▶ [DATASET EXCERPTS]

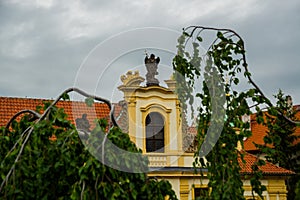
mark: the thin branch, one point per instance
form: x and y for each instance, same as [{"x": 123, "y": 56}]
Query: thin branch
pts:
[
  {"x": 36, "y": 114},
  {"x": 45, "y": 114}
]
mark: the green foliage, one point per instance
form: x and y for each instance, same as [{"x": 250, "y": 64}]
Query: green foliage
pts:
[
  {"x": 225, "y": 60},
  {"x": 280, "y": 142},
  {"x": 62, "y": 168}
]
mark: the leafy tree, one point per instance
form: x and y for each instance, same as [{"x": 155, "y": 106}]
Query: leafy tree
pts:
[
  {"x": 36, "y": 167},
  {"x": 280, "y": 142},
  {"x": 220, "y": 124}
]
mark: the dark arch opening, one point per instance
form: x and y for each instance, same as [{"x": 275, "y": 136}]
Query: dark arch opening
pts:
[{"x": 155, "y": 132}]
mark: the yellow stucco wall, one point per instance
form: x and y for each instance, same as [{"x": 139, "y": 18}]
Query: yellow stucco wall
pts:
[{"x": 144, "y": 100}]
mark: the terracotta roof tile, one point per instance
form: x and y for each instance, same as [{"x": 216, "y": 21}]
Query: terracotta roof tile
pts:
[
  {"x": 258, "y": 133},
  {"x": 267, "y": 169},
  {"x": 10, "y": 106}
]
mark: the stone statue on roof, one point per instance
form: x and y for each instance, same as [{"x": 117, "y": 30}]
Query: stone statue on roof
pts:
[{"x": 151, "y": 66}]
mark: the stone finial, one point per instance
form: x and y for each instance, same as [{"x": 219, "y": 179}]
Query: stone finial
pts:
[
  {"x": 151, "y": 66},
  {"x": 131, "y": 78}
]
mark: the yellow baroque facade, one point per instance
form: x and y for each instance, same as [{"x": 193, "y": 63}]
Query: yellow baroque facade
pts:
[{"x": 156, "y": 109}]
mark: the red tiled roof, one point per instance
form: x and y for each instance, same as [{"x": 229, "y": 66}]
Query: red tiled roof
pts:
[
  {"x": 9, "y": 106},
  {"x": 267, "y": 169},
  {"x": 259, "y": 131}
]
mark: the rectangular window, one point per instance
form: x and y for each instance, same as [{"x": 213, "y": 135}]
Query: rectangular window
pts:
[{"x": 200, "y": 193}]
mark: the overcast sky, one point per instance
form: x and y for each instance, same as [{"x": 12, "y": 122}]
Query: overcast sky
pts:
[{"x": 46, "y": 45}]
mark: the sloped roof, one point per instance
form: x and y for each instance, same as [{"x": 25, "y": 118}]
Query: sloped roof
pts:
[
  {"x": 267, "y": 169},
  {"x": 9, "y": 106},
  {"x": 259, "y": 131}
]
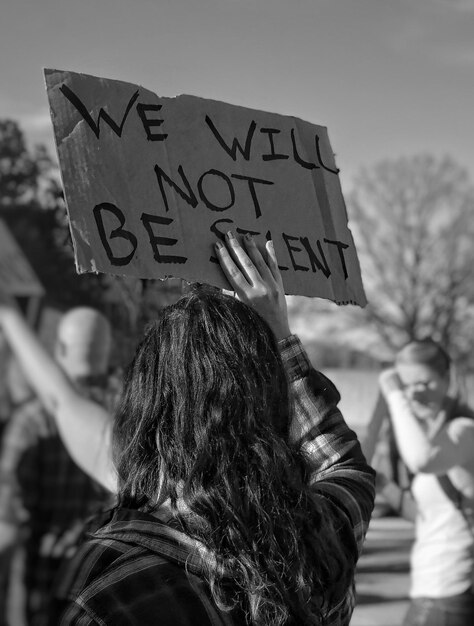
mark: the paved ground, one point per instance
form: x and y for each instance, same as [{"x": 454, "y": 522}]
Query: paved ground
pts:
[{"x": 383, "y": 574}]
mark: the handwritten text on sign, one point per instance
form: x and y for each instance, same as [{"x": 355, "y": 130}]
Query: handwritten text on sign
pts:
[{"x": 151, "y": 182}]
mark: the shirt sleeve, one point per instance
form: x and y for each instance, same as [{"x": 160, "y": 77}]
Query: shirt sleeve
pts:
[{"x": 339, "y": 470}]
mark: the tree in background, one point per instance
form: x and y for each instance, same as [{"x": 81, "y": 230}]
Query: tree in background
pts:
[
  {"x": 27, "y": 177},
  {"x": 413, "y": 223}
]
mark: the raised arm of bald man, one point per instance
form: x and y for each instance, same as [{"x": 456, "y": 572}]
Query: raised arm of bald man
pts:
[{"x": 84, "y": 426}]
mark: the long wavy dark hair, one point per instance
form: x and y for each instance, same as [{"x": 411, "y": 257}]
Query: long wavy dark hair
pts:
[{"x": 204, "y": 422}]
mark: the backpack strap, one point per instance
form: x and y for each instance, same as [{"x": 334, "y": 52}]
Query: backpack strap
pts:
[{"x": 452, "y": 492}]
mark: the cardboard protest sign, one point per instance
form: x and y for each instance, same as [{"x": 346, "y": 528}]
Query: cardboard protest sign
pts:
[
  {"x": 151, "y": 182},
  {"x": 16, "y": 275}
]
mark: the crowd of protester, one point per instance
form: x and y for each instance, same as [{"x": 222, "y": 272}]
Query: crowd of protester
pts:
[{"x": 223, "y": 486}]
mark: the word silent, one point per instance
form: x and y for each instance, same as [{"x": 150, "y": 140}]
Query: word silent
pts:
[{"x": 304, "y": 255}]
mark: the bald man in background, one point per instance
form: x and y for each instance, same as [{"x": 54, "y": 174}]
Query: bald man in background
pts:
[{"x": 44, "y": 496}]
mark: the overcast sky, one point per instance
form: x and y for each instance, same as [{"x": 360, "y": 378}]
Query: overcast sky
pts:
[{"x": 387, "y": 77}]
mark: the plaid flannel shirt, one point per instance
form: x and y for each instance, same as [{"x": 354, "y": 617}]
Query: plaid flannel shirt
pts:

▶ [THE EXERCISE] Render the records as a Markdown table with the columns Row and Record text, starting at the line containing "mark: the plaid" and ending at the last line of the records. Number each row and leave out blank lines.

▶ [SOLUTION TO THIS PROBLEM]
| Row | Record text |
|---|---|
| 1 | mark: the plaid flannel shirt, one point per instance |
| 2 | form: x and y for each instance, same as [{"x": 354, "y": 617}] |
| 3 | Query: plaid flannel shirt |
| 4 | pts: |